▸ **Written request 1**:
Answer these questions about the sermon, one per line:
(a) In which chapter does the sermon say the Corinthians were suing each other in court?
(b) From what Greek word does the sermon say "gifts" comes?
(c) In how many languages does the sermon say people heard the apostles speaking in Acts 2?
▸ **Written request 2**:
Copy out the sermon word for word, everything from "I believe the" down to "of the Lord.".

>> Begin Document

Let me give you a little background on the Corinthian situation. These Corinthians had allowed the entire world system in which they existed to infiltrate and influence their assembly.
For instance, chapter three tells us they were all hung up on human philosophies and hero worship just like their society was. And then in chapters 5 and 6 it says they were involved in terrible, gross, sexual immorality. And chapter 6 also tells us they were suing each other in court and then in chapter 7 we see what a mess they had made of their homes and marriages. In chapters 8,9 and 10 we see how they had been confused about pagan feasts and idolatry and things offered to idols. And in chapter 11 they were confused about the role of women in the church and then in chapter 12 they were confused about the issue of spiritual gifts. And in chapter 13 he tells them what they really needed was to understand what true love was all about.
The biggest problem they had was; they had allowed the world to influence and infiltrate their church. And once it came in, all the pagan rituals of the past; with all the ecstasies and eroticism came with it.
And many of the people in the seventies who got involved with the charismatic movement did so because their churches were dead and they were looking for spiritual life. The problem was that many of them experienced new kinds of worship and emotion but these fellowships didn’t result in evangelism or any kind of mission outreach.
I have been in many charismatic or Pentecostal fellowships and in the majority of them it’s a woman who speaks in tongues and then another woman who interprets the tongues. This is true of the Pentecostal church in Kitchener and also one in Orangeville. But what does Paul say about that?
In 1 Corinthians 14:34, he says, “Let your women keep silent in the churches, for they are not permitted to speak; but they are to be submissive, as the law also says. 35 And if they want to learn something, let them ask their own husbands at home; for it is shameful for women to speak in church.”
I’ve always wondered, when someone gives an interpretation of a tongue is this supposed to be God speaking? Because if it is, then we should write it down and if it isn’t then should we consider this to be substandard revelation?
Now, let me focus on the gift of tongues. By definition – it’s a supernatural ability to speak in a known language which has not been learned by the one who is speaking but Paul says that this gift can only be exercised when someone with the gift of interpretation is present.
The word “gifts” comes from the Greek, “charismata,” which is the root for the word “grace.” Grace gifts are those divine abilities which are distributed by the Holy Spirit. 2 Corinthians 12:12 says these gifts were given to the apostles and they were critical to the church in its early stage. These gifts were especially important in the first century, before they had the Bible which wasn’t in its completed form until around three-hundred and twenty-five.
In simplest terms, speaking in tongues is when someone speaks in a language that he does not know. If I were to stand here and start speaking Chinese, which I’ve never learned a word of, that would be an example of speaking in tongues. In Acts 2, this is apparently what happened because people from all over the Roman Empire were gathered and they heard the apostles speaking in sixteen different languages.
I believe the apostles were praising God in languages they had not learned. Maybe Andrew was declaring the glory of the Lord in Egyptian, and even though he had never studied it; there were Egyptians present who heard and understood what he was saying. This was a miracle and the words that were spoken came from the Spirit of the Lord.

>> End Document
>> Begin Records shown

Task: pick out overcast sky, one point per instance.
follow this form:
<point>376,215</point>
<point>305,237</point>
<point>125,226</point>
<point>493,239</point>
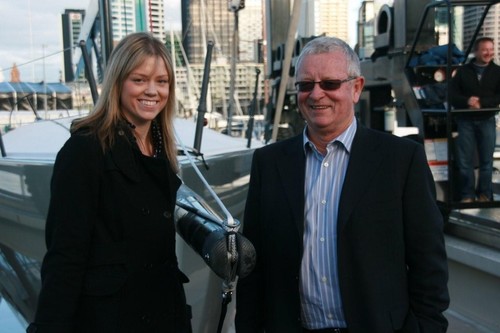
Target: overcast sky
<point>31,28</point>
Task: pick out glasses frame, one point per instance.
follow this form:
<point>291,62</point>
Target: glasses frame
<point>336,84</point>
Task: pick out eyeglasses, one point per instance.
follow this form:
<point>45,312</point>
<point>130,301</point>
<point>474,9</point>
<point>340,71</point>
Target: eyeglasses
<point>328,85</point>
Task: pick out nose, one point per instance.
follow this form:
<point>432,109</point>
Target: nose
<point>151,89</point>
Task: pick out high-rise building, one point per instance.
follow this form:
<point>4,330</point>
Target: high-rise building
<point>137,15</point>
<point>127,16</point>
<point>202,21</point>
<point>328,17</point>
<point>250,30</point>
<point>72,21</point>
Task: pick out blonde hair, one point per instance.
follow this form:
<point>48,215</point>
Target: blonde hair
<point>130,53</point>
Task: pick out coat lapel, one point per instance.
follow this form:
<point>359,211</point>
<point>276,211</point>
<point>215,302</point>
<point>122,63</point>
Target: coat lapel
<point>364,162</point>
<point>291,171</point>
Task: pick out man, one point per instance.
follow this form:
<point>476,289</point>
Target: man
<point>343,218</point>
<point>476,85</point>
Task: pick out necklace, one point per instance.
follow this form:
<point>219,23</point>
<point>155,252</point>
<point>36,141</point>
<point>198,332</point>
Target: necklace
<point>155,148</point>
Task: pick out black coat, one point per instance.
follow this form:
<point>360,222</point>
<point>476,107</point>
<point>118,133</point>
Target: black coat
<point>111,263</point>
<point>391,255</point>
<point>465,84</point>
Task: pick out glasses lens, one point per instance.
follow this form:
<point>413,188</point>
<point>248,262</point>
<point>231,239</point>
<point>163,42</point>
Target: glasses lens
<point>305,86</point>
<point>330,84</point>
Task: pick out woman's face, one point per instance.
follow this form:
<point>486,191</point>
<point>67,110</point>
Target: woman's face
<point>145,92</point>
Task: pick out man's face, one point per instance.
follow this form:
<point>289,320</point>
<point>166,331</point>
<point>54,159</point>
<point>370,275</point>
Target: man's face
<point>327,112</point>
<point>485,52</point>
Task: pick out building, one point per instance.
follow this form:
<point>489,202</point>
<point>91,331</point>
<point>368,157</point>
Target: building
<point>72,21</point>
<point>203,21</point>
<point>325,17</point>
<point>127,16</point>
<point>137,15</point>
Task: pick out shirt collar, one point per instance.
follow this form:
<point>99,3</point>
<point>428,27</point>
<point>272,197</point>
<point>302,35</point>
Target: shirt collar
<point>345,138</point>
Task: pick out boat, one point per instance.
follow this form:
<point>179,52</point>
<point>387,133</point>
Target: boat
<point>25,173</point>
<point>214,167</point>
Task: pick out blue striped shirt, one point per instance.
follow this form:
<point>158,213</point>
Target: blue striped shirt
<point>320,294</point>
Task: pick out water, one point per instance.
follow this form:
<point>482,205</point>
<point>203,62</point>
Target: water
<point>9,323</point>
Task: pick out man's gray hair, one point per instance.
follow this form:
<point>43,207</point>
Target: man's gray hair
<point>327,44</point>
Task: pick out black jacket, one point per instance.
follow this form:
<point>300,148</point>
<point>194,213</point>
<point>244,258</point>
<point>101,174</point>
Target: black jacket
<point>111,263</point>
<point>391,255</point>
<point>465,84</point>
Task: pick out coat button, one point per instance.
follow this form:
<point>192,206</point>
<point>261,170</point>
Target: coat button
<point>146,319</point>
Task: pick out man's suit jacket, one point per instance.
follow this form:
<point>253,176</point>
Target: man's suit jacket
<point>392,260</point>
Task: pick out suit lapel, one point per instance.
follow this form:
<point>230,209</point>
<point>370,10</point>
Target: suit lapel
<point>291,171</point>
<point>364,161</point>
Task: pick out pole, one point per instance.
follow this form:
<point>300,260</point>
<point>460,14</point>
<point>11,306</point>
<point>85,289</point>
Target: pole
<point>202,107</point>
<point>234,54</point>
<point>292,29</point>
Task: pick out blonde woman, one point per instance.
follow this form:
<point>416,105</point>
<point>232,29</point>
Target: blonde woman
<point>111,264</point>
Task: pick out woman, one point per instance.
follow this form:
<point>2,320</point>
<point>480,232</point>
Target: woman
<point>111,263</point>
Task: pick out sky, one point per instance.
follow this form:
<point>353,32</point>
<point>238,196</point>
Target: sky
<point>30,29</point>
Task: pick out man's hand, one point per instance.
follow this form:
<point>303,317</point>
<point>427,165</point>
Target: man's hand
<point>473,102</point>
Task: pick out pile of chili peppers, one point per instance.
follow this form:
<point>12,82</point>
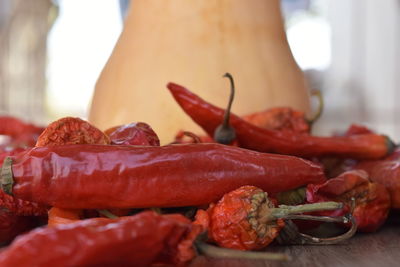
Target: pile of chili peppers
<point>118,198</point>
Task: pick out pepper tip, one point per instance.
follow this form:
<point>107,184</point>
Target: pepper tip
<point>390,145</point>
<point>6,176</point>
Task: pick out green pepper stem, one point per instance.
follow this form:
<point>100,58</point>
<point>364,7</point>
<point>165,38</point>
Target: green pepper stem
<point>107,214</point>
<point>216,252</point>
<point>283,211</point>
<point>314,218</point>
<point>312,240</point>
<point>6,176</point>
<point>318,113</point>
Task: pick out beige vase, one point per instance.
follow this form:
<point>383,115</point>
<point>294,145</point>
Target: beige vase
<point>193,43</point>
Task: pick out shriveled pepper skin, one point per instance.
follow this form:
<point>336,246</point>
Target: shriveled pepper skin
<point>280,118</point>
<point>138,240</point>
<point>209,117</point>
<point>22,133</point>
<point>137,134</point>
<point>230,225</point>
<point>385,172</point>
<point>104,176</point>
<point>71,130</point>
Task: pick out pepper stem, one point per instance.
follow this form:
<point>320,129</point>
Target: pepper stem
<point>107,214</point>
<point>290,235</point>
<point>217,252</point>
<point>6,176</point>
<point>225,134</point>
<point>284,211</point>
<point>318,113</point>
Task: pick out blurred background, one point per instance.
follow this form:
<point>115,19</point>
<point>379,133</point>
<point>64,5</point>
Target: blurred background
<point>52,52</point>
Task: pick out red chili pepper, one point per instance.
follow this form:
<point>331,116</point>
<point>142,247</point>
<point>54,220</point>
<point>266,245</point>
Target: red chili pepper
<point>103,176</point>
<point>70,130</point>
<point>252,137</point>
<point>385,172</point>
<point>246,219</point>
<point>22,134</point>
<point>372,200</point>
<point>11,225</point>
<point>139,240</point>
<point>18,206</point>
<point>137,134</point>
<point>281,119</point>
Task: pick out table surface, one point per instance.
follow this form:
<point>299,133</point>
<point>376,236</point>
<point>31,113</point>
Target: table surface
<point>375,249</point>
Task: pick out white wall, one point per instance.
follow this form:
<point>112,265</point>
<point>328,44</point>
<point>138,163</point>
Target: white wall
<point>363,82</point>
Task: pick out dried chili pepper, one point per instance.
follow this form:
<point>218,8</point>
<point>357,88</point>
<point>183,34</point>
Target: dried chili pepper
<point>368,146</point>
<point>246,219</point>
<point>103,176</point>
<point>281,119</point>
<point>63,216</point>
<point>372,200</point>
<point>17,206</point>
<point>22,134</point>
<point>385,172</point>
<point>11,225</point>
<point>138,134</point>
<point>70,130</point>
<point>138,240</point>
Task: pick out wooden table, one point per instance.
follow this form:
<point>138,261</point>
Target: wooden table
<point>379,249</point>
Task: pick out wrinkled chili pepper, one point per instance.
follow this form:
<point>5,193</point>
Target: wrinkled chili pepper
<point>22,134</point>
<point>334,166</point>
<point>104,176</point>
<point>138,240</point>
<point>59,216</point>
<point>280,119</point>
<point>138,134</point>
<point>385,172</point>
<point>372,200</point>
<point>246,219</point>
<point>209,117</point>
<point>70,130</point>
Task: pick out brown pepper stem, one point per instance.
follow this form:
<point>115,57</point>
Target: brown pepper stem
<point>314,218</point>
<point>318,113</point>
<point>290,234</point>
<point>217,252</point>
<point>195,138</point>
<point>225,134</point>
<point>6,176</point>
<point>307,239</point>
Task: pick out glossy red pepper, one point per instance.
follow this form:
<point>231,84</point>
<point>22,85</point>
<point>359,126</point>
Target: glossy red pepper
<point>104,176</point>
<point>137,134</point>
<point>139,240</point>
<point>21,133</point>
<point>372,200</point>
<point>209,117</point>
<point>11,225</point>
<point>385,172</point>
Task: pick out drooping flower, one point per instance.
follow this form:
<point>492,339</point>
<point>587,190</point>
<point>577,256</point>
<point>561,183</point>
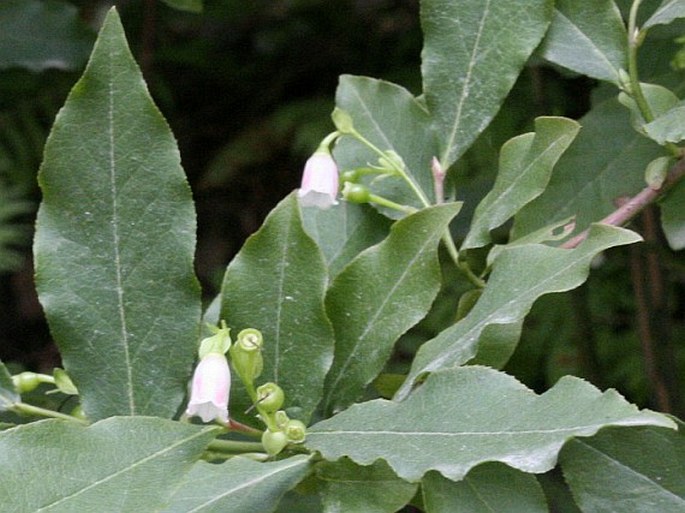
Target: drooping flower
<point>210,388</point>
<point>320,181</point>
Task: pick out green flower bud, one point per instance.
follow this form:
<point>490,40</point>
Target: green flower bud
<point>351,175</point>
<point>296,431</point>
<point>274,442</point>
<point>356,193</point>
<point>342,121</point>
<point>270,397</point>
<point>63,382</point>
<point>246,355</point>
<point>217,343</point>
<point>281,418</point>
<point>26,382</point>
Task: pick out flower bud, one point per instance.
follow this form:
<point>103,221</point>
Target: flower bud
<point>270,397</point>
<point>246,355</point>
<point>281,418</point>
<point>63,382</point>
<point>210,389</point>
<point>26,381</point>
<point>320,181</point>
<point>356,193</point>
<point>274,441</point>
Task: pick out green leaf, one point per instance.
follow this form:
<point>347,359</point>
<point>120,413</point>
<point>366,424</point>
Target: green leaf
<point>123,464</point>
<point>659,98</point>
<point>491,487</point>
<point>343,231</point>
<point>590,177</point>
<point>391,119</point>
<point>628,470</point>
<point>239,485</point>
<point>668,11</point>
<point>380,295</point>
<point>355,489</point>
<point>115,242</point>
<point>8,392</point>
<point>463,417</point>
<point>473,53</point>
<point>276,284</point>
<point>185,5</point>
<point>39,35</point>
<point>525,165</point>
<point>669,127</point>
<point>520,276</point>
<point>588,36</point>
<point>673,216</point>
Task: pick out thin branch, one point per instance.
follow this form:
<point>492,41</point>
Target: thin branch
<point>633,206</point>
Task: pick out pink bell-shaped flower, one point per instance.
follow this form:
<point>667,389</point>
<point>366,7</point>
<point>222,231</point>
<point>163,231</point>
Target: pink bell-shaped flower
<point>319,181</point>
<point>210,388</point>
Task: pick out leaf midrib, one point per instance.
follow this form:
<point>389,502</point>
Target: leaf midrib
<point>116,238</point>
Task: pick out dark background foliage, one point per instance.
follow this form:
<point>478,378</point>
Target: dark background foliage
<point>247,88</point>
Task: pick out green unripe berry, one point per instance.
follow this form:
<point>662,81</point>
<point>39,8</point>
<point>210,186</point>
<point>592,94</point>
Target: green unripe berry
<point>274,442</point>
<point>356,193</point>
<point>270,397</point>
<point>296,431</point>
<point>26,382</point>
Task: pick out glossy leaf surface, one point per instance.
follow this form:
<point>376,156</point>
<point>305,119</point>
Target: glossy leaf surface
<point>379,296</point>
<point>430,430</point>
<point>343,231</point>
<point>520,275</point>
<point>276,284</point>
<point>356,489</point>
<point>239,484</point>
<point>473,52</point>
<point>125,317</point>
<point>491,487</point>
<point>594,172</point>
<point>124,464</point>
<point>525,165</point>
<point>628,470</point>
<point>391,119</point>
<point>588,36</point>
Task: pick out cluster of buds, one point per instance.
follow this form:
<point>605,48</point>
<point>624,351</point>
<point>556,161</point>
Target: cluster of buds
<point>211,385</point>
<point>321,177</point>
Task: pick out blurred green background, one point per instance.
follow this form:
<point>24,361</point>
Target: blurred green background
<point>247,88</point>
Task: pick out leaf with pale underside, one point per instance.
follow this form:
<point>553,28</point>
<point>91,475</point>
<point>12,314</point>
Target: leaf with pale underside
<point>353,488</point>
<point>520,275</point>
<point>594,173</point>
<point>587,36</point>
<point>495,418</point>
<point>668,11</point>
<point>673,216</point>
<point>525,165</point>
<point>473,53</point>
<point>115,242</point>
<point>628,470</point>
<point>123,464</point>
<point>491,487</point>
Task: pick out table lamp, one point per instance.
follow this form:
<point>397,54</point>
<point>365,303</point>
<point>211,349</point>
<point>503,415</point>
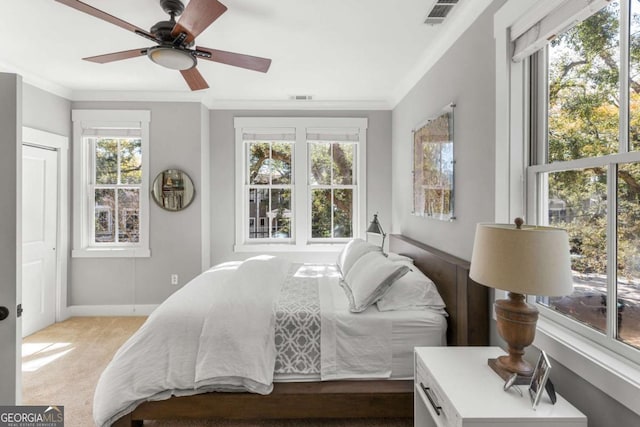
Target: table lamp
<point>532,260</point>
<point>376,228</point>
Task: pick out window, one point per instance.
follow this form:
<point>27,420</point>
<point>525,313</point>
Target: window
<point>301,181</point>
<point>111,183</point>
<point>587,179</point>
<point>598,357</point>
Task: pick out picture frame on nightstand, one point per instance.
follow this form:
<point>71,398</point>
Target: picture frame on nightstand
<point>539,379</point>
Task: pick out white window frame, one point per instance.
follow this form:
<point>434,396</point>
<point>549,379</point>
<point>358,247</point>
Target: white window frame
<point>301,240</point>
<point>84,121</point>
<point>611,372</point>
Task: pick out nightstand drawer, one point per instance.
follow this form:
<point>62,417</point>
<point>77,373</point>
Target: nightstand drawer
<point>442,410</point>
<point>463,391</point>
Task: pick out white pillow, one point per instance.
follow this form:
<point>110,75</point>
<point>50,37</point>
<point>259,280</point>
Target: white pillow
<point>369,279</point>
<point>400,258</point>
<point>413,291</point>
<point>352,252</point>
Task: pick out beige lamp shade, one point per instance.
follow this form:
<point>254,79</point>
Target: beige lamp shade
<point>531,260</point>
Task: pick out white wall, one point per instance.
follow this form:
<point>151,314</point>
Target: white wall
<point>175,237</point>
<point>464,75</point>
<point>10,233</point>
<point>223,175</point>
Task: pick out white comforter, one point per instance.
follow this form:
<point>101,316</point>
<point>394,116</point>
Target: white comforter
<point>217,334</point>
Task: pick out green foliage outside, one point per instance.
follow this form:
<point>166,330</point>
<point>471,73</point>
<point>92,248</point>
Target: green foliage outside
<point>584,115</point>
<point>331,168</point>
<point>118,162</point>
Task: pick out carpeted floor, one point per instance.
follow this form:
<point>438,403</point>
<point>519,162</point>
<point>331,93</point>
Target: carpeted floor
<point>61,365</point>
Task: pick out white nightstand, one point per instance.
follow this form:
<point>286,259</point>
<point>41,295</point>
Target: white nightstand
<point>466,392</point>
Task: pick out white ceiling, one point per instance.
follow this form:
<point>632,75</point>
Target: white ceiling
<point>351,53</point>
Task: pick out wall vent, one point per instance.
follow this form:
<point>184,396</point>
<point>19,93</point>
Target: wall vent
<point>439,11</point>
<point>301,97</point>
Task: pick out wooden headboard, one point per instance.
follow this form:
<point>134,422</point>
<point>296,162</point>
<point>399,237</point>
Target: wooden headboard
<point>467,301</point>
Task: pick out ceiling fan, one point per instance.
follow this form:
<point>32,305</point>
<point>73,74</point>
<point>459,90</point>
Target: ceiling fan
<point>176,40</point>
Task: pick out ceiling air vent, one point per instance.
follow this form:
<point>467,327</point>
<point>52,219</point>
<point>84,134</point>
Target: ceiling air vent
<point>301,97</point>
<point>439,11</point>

>> End Records shown

▸ **Written solution 1**:
(a) Chapter 6
(b) "Charismata"
(c) Sixteen

▸ **Written solution 2**:
I believe the apostles were praising God in languages they had not learned. Maybe Andrew was declaring the glory of the Lord in Egyptian, and even though he had never studied it; there were Egyptians present who heard and understood what he was saying. This was a miracle and the words that were spoken came from the Spirit of the Lord.